Texto apresentado:
------------------------

Há três anos que as chuvas teimam em manter-se longe da Cidade do Cabo, a mais conhecida cidade sul-africana, com cerca de 3,7 milhões de habitantes, e um dos locais que atraem mais turistas ao país, a ponto de a situação já ser considerada dramática e a presidente da autarquia que gere a urbe se desdobrar em apelos diários para a população poupar água.

Patricia de Lille aumentou mais uns degraus na escala do drama que esta cidade vive ao fazer avançar a data prevista para a última gota de água sair da última torneira da cidade, o já chamado "dia zero", de 21 de Abril para 12 desse mesmo mês, tendo em conta a diminuição da água registada hora a hora nas últimas represas que abastecem Cape Town.

A "mayor" da Cidade do Cabo mostrou-se mesmo, segundo relatos da imprensa local, indignada pelo facto de a situação ser dramática mas uma parte da população não mostrar estar "minimamente preocupada" pela forma como continua a gastar água.

Para evitar esses "abusos", a municipalidade criou mesmo uma página online para que os vizinhos mais responsáveis possam denunciar aqueles que mostram não ter um comportamento cívico adequado nestas circunstâncias pela forma como desbaratam a pouca água que resta à comunidade.

------------------------

Dados de origem:
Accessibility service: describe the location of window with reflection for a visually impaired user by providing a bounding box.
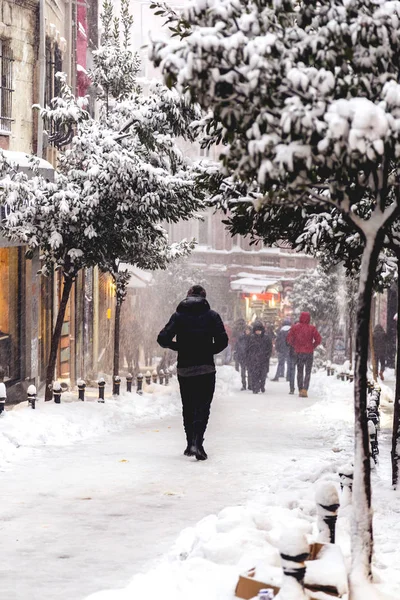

------------------------

O que é pedido:
Retome o texto sobre a falta de água na Cidade do Cabo e continue-o a partir da última frase apresentada.

Resposta escrita:
Em algumas áreas da cidade a água já não sai das torneiras, excepto por escassas horas, cada vez menos, por dia, o que é já um sinal evidente de que Cape Town pode vir a fazer história ao ser a primeira grande cidade em todo o mundo a ficar literalmente sem água.

Para preparar esse cenário, a administração da cidade já definiu um plano de emergência onde consta a possibilidade de criar duas centenas de pontos de abastecimento por cisternas oriundas de outras regiões da África do Sul onde cada família terá direito a um recipiente de 25 litros por dia, esperando-se que possam existir filas com centenas de pessoas à espera do seu quinhão de água.

Os turistas que chegam à cidade diariamente às centenas são sensibilizados para pouparem o mais possível a água e é-lhes dada a indicação de que só devem tomar um duche diário de dois minutos com água a correr.

Para já, nos bares e restaurantes estão a surgir novos métodos de uso da água nas casas de banho, sendo as descargas nas sanitas disponibilizadas em recipientes e não via autoclismo, entre outras formas de poupar.

Gangues aproveitam situação para ganhar dinheiro

Quando a câmara municipal se prepara, amanhã, sexta-feira, para votar uma postura que aumenta o preço da água de forma significativa e aponta para bónus monetários aos consumidores que usarem menos água, eis que a imprensa local começa a relatar situações em que gangues organizados ocupam com violência espaços onde ainda existem nascentes naturais utilizadas pelas populações para negociarem a venda de bidons de 25 litros.

Mas não só, algumas pessoas já começaram a armazenar grandes quantidades de água em casa ou em armazéns para posterior revenda, ou em depósitos de grande dimensão que chegam de outras regiões, que é vendida rapidamente por preços muito superiores ao normal, ou fica armazenada a "render juros".

Uma nascente localizada na zona de Newland, normalmente usada por uma cervejeira, foi ocupada pela população, primeiro, e depois por gangues, que, ao controlarem o acesso, estão, com isso, a ganhar quantidades consideráveis de dinheiro.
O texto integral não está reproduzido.